-------- BRANO

Nella cornice di I’m palestinian – spazio dedicato dalla 13esima edizione di Some Prefer Cake ai film della rete SHASHAT Annual Women’s Film Festival – verranno presentati fuori concorso, oggi alle 16.00, quattro cortometraggi, tra animazione, fiction e documentario. Di questi, abbiamo scelto di approfondire Silk Threads e Sard.
Tra le infinite storie possibili che le donne del cinema palestinese possono dischiudere approda la voce di chi ha passato la vita a raccontare attraverso i fili di tessuto.
Silk Threads è un documentario del 2019 diretto da Walaa Saada’. La regista, nata a Beit Hanoun, sulla Striscia di Gaza, nel 1990, dopo aver studiato lingua e letteratura araba all’università di Al-Azhar, si dedica alla sceneggiatura e poi alla regia per fare del cinema lo specchio di una memoria artigianale e locale che si nutre di segni ed elementi materiali, non solo di parole.
Le narratrici delle storie di Silk Threads sono figlie, cugine, sorelle intente a ricamare il thobe – abito tradizionale palestinese intessuto di fili di seta. Nel ricamo, nel movimento delle mani, si inscrive già il ricordo delle madri e delle nonne che ne hanno tramandato l’arte e il mestiere. Quello che non è solo un passatempo domestico rappresenta infatti una fonte di guadagno per molte donne, ma anche un’impresa memoriale. La prima donna che incontriamo, presa a macinare la farina a pietra e poi a ricamare, è stata costretta a lasciare il suo villaggio a 16 anni, già madre di suo figlio. Racconta che su ogni tessuto ricamava una rosa «come fosse un amuleto». La tunica beduina che indossa emerge da un tempo anteriore all’esperienza dello sfollamento e alla maternità, è impregnata di tempo vissuto. La dispersione della comunità palestinese dal 1948 a seguito della Nakba (la “catastrofe” così chiamata dalla popolazione arabo-palestinese in opposizione alla definizione di “guerra di indipendenza” imposta dallo Stato d’Israele) rende necessario il recupero di una continuità materiale e identitaria.
I fili spezzati dalla Storia possono trovare traccia nella storia di una trama significativa. Questo però non è possibile in condizioni di povertà materiale e indigenza, a volte di analfabetismo, di spaesamento geografico e temporale. Volendo recuperare il rapporto tra tessuto e testo (dal latino textum, letteralmente “intreccio” di fili diversi), il ricamo è la trama di segni che inscrive sulla stoffa la storia particolare e collettiva della Palestina. Il colore e i motivi dei tessuti possiedono una semantica, come ogni geroglifico della calligrafia araba conserva un suo valore iconico e simbolico (L. Curti, 2018).

----------------

_COSA SI CHIEDE_. Riassumi il brano sul documentario Silk Threads in due frasi.

-------- MATERIALE

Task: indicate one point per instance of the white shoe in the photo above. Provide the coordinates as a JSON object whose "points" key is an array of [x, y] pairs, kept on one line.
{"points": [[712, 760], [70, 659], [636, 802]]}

----------------

_RISPOSTA_. Nello spazio I'm palestinian di Some Prefer Cake vengono presentati fuori concorso quattro cortometraggi, tra cui Silk Threads, documentario del 2019 diretto da Walaa Saada', nata a Beit Hanoun nel 1990. Il film dà voce a donne che ricamano il thobe, un'arte tramandata da madri e nonne che è fonte di guadagno e impresa memoriale, e che dopo la dispersione del 1948 inscrive sulla stoffa la storia particolare e collettiva della Palestina.